PROBLEM 1
According to the comment thread, why does one commenter hate it when food runs low? Answer in one to three sentences.

-- BEGIN DOCUMENT EXCERPT --

Thanks so much for visiting my journal and leaving a hello for me :)  Enjoyed your journal and will be back to visit again :)  

Anonymous said...

Sorry you are out of the group seems a bit harsh did you ask D if you could be put on hold till the problem is sorted? Then again you can always rejoin I'll recommend you if you need me to.
Debbie

Anonymous said...

Yeah, I agree with that last comment, being kicked out of that group was a bit harsh! Just because AOL wasn't working YOU get kicked out?? Ridiculous. Look around for another graphics group, I'm sure you'll find another good one. :)
I hate when food runs low here, the kids turn into instant whiners when there's not enough snacks they like...lol. I hope March 2nd comes quick!
I had the same kind of experience in school with not really fitting in and I worry about my kids, too. I'm very watchful of them when it comes to that. I just make sure to talk to them about their day and I'm sure that they'd let me know if something was going on. I guess you just have to let them know what not to put up with and try to give them the confidence they need... something I sure didn't have!

-- END DOCUMENT EXCERPT --
-- BEGIN DATA EXCERPTS --

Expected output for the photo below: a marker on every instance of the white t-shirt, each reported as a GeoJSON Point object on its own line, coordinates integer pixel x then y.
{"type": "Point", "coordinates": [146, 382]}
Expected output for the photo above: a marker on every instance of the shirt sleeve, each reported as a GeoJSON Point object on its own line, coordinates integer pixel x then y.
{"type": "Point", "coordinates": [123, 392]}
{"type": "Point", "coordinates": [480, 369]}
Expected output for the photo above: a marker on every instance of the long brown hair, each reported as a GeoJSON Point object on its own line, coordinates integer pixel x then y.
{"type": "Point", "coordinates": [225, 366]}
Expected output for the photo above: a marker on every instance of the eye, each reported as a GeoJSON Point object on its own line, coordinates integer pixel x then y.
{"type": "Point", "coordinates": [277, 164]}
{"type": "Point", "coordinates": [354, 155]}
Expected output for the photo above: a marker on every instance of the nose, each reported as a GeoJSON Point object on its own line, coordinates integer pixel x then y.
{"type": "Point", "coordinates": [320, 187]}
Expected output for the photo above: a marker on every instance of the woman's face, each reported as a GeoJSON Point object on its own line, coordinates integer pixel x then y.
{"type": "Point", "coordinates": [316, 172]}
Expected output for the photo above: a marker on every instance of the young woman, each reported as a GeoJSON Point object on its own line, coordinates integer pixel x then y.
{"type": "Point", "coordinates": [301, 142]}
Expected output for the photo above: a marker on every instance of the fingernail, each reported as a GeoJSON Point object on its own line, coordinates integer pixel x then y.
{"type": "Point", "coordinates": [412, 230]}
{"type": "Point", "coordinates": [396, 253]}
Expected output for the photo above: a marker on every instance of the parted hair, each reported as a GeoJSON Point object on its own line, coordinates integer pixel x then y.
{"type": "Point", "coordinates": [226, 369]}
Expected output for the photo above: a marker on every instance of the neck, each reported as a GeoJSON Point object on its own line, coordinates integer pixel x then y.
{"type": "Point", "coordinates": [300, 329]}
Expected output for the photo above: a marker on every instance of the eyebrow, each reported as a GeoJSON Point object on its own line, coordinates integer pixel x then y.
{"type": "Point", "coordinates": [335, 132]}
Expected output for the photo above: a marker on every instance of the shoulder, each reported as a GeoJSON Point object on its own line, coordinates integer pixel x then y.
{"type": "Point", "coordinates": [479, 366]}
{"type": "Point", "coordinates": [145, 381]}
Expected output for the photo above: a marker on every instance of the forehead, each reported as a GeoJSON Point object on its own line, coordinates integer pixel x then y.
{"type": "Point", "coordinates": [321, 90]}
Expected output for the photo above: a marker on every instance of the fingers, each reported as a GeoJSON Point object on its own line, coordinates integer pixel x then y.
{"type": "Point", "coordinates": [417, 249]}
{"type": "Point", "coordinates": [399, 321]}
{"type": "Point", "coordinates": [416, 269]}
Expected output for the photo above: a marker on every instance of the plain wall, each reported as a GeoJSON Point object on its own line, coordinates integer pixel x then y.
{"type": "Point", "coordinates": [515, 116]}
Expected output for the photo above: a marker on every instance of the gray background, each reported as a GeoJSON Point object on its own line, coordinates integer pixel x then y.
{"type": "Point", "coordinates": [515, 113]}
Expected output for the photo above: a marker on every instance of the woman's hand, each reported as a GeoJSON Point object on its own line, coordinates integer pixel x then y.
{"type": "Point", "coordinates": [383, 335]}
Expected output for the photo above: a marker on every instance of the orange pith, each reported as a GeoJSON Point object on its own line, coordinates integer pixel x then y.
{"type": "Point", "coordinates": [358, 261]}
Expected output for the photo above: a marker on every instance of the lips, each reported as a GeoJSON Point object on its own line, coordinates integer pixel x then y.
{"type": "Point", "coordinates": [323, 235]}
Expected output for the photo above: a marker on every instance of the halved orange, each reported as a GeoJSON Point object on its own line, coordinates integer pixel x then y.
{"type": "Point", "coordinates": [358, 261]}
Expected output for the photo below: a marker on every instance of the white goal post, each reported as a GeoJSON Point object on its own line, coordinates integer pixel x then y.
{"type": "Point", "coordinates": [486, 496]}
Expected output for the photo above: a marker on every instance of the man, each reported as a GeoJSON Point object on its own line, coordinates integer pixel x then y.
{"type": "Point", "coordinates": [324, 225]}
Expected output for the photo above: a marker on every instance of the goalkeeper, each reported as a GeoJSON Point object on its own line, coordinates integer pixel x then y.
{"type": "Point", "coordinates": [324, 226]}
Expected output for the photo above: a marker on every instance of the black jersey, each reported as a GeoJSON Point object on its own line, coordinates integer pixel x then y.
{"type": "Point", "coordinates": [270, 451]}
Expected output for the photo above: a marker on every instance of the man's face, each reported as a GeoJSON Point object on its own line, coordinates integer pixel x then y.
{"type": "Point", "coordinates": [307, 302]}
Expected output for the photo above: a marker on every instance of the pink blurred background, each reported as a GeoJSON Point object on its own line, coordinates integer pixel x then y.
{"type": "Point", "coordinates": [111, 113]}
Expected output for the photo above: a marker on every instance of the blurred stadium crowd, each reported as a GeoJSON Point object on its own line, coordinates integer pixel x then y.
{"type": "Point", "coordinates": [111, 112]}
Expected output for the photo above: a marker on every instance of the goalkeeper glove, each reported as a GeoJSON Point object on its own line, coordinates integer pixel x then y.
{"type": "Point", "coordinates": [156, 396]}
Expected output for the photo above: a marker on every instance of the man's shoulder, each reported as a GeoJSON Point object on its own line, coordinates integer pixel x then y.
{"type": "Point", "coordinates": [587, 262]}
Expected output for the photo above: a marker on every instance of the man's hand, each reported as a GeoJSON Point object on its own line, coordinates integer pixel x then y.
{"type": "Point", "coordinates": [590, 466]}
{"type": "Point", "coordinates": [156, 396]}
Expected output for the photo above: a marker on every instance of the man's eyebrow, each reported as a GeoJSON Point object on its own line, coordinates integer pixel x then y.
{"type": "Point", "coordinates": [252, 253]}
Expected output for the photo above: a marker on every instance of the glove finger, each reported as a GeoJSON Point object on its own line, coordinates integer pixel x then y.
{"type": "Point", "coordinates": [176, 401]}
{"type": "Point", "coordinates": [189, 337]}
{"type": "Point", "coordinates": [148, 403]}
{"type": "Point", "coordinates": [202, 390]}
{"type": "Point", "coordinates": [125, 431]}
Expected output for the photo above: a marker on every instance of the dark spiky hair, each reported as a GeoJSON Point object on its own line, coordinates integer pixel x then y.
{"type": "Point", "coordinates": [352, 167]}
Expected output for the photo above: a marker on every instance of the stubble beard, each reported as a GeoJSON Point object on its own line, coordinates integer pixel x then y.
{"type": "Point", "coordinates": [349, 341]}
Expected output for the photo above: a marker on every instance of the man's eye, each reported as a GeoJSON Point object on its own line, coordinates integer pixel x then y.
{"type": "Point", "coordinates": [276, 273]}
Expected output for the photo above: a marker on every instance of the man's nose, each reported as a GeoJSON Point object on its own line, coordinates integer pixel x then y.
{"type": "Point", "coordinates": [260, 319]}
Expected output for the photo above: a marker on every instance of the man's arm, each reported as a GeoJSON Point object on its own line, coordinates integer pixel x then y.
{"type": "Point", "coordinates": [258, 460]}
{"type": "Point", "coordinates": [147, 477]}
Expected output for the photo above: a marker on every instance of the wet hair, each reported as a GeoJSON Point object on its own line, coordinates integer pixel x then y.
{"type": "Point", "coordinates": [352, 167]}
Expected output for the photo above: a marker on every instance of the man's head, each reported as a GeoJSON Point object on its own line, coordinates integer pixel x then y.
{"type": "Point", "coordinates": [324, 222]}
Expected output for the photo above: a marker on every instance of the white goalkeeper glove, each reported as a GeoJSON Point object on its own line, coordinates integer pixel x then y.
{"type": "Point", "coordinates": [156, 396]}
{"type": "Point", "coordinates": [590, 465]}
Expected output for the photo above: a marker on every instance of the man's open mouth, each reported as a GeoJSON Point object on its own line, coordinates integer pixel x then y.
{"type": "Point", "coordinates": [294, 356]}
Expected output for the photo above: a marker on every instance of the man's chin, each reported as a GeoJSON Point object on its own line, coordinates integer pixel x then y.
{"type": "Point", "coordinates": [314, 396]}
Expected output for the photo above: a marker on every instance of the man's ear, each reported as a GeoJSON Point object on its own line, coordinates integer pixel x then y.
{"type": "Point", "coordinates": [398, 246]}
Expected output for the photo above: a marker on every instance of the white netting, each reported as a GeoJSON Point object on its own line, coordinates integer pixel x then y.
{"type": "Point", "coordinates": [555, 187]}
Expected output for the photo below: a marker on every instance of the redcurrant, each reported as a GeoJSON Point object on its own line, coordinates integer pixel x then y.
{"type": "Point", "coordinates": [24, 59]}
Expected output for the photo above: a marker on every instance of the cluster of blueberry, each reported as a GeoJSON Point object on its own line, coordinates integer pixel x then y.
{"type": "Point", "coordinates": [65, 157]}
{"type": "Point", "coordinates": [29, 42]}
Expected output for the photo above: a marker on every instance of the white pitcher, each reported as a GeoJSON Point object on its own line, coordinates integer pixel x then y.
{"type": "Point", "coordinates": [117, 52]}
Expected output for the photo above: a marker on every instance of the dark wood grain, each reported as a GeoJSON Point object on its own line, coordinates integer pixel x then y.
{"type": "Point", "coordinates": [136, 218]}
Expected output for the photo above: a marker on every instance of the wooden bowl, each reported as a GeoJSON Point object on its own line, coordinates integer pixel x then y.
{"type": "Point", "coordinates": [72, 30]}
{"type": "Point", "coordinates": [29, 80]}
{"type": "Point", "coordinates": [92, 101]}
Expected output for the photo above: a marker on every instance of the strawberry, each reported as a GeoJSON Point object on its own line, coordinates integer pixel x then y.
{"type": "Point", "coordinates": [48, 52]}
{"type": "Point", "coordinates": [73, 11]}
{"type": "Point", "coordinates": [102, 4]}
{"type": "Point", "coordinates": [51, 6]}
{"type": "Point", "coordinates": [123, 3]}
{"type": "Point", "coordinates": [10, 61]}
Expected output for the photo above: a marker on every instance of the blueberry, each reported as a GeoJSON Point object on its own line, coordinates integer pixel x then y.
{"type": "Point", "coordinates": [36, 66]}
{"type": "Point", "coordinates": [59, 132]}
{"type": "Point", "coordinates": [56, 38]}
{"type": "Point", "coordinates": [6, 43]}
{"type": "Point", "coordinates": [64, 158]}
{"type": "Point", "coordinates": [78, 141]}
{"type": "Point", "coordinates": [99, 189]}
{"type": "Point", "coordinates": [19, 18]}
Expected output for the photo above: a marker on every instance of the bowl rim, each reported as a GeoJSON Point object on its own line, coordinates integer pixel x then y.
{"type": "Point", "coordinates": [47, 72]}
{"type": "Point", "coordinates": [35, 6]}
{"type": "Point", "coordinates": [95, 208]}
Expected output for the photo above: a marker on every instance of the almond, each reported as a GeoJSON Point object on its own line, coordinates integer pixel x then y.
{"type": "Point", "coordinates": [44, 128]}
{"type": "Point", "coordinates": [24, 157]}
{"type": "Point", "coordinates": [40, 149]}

-- END DATA EXCERPTS --

PROBLEM 2
Count the lines of the listing that contain the string "pith", treating uppercase and lowercase as different, and reply with the number alone.

WRITTEN RESPONSE 1
When there aren't enough snacks they like, the kids turn into instant whiners.

WRITTEN RESPONSE 2
1